Copy exactly the run of lines that begins at the line with "of the window" and ends at the final line of the entries.

(Entries taken from a collection)
───

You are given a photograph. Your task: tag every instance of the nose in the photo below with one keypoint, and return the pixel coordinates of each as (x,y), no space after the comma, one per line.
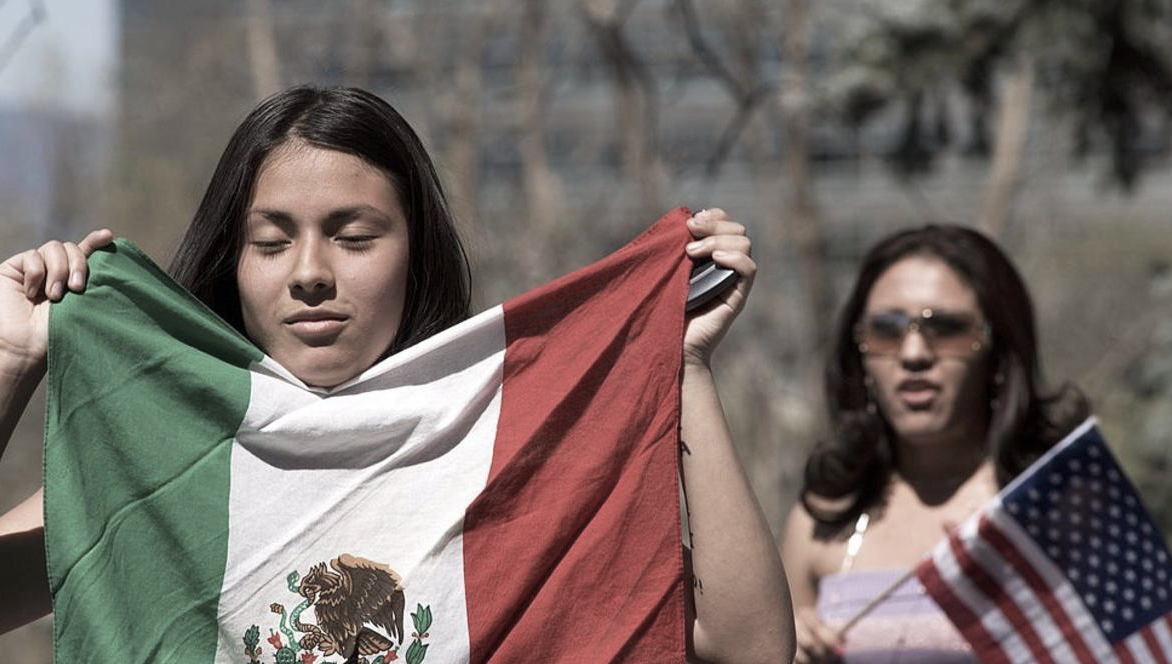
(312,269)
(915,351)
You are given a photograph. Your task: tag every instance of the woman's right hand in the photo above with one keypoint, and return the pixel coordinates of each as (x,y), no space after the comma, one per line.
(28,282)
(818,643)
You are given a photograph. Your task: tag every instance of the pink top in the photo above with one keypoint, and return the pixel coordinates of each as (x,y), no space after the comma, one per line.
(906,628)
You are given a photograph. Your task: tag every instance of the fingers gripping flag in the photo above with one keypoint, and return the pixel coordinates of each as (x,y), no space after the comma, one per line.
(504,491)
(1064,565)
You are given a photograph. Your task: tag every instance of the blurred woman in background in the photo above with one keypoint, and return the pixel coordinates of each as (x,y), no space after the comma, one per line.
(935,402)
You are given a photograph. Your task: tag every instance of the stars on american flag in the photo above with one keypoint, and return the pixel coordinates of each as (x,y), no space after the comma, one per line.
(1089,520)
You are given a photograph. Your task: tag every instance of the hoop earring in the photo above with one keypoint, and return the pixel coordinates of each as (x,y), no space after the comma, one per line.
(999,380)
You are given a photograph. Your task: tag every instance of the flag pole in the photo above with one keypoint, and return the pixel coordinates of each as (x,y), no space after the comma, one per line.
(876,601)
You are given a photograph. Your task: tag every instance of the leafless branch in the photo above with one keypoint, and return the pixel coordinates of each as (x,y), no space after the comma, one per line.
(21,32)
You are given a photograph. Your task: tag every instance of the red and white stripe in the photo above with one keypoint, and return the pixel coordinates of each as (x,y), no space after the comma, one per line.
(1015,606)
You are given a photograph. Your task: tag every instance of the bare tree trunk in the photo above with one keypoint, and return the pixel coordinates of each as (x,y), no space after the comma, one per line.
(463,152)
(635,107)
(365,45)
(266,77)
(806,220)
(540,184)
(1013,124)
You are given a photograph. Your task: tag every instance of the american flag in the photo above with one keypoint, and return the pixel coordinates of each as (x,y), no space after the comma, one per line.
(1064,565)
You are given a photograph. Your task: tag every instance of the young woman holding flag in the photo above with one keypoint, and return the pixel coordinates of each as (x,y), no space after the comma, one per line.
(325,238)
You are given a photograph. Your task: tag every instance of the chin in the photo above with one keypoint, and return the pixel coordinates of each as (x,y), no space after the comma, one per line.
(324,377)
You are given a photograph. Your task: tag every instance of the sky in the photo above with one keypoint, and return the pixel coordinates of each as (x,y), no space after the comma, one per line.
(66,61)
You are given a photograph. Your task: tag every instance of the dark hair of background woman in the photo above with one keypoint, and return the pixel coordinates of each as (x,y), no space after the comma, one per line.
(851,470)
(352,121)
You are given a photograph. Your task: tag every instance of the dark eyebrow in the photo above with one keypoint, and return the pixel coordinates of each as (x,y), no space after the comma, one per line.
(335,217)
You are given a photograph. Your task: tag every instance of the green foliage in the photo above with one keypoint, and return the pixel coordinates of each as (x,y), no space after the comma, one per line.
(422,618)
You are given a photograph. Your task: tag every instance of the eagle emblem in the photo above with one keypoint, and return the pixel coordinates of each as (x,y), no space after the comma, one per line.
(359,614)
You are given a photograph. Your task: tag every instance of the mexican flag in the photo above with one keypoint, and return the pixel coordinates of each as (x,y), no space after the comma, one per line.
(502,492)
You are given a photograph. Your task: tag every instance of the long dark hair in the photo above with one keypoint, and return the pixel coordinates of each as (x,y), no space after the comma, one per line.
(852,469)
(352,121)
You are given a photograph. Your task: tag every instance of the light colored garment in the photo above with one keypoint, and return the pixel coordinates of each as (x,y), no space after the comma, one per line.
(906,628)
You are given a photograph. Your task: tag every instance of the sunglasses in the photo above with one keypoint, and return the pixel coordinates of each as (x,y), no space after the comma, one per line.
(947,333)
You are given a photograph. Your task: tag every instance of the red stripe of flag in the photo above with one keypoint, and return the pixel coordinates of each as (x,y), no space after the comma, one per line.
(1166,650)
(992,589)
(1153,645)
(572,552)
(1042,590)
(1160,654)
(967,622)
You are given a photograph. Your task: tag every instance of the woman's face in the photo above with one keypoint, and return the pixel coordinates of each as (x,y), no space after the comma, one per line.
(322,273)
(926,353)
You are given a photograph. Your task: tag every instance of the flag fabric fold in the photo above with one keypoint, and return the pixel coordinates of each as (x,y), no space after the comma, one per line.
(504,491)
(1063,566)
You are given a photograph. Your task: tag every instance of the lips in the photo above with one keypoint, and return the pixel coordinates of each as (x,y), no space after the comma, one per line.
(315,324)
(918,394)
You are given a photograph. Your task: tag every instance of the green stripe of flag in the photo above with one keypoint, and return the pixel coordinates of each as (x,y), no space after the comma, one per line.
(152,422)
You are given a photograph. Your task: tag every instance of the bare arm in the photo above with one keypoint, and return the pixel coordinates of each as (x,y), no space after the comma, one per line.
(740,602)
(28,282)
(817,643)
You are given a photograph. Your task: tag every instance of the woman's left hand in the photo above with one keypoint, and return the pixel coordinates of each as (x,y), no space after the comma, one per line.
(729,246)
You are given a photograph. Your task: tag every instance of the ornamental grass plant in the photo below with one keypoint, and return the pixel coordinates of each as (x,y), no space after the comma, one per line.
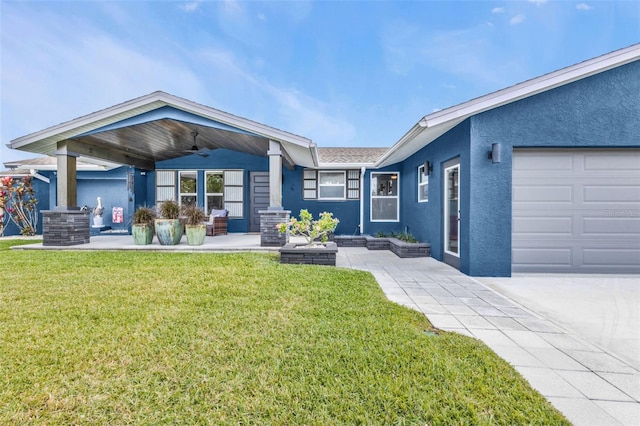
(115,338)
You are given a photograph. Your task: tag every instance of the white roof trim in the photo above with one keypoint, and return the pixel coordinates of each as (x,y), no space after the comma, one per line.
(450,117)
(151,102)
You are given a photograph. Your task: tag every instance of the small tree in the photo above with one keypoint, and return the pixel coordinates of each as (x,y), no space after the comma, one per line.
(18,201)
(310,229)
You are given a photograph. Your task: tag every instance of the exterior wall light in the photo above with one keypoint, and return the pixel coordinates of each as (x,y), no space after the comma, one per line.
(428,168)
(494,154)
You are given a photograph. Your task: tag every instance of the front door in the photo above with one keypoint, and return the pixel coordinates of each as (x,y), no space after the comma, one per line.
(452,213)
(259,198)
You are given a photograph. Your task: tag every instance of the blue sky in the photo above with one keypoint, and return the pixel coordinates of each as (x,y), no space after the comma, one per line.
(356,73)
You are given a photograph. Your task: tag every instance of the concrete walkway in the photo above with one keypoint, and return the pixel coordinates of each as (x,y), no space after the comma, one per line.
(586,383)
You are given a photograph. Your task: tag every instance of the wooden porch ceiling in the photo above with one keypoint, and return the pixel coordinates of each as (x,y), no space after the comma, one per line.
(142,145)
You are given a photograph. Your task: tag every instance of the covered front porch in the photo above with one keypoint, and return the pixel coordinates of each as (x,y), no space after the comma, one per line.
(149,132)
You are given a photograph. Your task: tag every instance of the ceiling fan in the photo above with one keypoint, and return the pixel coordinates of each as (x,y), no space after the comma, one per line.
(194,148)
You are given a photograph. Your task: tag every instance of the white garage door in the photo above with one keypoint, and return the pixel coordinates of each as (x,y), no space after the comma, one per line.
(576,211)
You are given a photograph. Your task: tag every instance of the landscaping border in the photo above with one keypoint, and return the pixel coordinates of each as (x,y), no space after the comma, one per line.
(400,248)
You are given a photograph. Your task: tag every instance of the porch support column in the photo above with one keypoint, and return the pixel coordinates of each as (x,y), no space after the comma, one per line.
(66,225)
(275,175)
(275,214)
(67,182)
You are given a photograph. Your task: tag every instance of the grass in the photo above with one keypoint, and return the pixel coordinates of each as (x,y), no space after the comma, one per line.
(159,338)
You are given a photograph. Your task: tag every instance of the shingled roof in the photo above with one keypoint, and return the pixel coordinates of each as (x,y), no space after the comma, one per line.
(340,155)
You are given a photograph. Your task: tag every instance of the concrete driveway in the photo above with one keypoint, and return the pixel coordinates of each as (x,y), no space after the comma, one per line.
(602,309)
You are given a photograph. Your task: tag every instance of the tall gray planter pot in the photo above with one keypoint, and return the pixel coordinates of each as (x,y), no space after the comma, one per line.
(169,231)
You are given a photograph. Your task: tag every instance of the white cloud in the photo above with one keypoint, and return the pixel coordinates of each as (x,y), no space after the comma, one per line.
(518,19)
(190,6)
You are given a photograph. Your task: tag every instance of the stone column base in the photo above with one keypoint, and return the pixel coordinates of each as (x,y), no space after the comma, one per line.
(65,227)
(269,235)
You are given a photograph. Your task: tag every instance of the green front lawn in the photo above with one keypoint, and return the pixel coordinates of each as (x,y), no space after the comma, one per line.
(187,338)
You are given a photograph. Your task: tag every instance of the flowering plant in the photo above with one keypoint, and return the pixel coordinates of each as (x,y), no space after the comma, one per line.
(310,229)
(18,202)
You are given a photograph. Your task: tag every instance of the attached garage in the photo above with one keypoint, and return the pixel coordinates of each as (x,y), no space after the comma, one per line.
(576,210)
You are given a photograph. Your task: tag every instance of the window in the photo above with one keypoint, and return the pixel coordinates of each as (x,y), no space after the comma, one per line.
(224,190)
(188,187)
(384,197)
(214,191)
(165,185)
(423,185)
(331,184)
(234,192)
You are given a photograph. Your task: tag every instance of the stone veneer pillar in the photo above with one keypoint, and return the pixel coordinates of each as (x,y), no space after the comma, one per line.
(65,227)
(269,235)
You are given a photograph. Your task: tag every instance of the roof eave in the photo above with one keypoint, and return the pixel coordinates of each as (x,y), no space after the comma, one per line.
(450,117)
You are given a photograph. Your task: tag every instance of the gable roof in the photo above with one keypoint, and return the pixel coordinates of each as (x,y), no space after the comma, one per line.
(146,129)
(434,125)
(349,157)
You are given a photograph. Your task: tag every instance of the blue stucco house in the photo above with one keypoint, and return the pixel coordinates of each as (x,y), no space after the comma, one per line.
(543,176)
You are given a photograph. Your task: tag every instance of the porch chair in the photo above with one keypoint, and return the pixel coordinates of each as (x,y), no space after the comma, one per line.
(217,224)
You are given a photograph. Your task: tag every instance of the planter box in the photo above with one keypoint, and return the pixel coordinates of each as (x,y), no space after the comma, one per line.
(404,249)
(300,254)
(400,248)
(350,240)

───

**Solution:**
You are given a photograph. Your task: tag every instance of the window in the photo above with one keypoint, and return the pixel coordinates of each as (x,y), no space after the comma, one per line.
(224,190)
(188,187)
(384,197)
(214,191)
(165,185)
(423,185)
(331,184)
(234,192)
You are given a photograph. Your task: tag every instance of the stone veneer pillar in the photo above with one keypoint, and return the pixel coordinates of each as (x,y), no space after the comma, one per line.
(65,227)
(269,235)
You are given a photograph. Your task: tag every instance of the roof eave in the photo above with one keypoint, and return the pixel coordinates of each as (x,y), no space after the comma, one per line.
(450,117)
You are given a photograph. Your task: tag every instance of the gable roof in the photo above with one keypoint, and return the pixel coordinates of each as (x,y), no space after the comma, one per line.
(146,129)
(434,125)
(349,157)
You are given a photograph. Your task: tag every instance of the blue stucco house in the photo above with one keypoint, and return the pixel coordinates of each as (x,y), no space after the comma, one per line.
(543,176)
You are given a photograph. Your task: tag every instance of the porch chair in the photo above with one keypoint, and return the pixel coordinates of each as (x,y), no space after the comma, one per line.
(217,224)
You are given a photograph. Your task: tag every instance of the planter box in the photo above with one keypoint, and return the pixel coordinates of each as (x,y), no space after the comma, one per line.
(404,249)
(300,254)
(400,248)
(350,240)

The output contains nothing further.